Records Block Start
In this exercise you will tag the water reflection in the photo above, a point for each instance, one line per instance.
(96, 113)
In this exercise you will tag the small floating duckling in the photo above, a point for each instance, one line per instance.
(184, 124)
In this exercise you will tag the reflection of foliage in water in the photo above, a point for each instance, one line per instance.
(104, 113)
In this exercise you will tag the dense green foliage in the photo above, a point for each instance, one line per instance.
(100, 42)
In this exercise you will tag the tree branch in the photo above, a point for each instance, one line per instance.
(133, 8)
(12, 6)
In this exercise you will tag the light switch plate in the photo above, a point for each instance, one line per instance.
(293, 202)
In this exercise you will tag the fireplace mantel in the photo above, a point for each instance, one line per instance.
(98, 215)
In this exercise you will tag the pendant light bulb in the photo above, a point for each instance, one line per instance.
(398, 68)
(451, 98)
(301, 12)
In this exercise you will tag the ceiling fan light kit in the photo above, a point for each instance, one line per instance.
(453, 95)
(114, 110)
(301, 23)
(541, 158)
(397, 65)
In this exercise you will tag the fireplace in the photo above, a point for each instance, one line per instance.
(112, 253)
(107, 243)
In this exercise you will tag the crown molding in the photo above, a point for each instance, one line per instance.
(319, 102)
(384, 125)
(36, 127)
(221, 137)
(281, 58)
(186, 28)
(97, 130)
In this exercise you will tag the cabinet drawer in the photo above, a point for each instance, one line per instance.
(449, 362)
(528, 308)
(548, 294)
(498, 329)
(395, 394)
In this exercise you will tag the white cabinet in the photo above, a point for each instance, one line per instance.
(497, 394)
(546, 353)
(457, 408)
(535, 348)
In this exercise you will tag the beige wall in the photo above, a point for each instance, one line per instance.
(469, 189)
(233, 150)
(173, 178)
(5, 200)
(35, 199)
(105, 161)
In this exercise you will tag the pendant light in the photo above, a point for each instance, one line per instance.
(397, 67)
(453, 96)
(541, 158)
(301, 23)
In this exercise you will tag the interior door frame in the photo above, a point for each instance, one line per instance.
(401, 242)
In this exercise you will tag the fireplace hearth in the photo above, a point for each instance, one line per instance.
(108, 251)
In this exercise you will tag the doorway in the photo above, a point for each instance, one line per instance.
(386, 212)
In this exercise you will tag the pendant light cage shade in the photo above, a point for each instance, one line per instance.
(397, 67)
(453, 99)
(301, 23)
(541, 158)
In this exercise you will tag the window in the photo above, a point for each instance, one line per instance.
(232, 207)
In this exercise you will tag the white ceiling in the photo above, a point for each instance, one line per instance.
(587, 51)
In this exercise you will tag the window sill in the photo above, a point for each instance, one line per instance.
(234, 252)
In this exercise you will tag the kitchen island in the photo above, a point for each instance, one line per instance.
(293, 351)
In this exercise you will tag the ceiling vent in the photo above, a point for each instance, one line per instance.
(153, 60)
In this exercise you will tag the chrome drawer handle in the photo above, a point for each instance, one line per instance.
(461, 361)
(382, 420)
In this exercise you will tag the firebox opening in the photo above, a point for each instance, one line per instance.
Records Block End
§ **To do**
Return, word for word, every line from the line with "In this exercise you will tag the doorway" to the final line of the data.

§ **Exercise answer**
In this exercise you will tag the doorway in the photo above, a point for each instance, one line per instance.
(386, 212)
In this exercise you will tag the pendant light cage shade in the photo above, a point for each instance, one line per instance.
(397, 67)
(453, 99)
(301, 23)
(541, 158)
In this exercise you will tag the window in the photo above, a point for each instance, one line per instance.
(232, 207)
In this exercise you will tag the white ceiling in the photo above, a point for each instance, one line per instance.
(587, 51)
In this exercise you will tag the window sill in the photo above, a point for each instance, one line per instance.
(234, 252)
In this exercise you will tag the kitchen island in the photo above, a point for each instance, one line per instance.
(293, 351)
In this exercise you will tag the ceiling vent in the photo above, a point for each instance, one line per instance.
(153, 60)
In this exercise you will tag the chrome drawer handle in the photo above, a point for each instance, one line per instance.
(461, 361)
(382, 420)
In this exercise you will tag the firebox opening in the photo above, a point for each instance, one line per instance.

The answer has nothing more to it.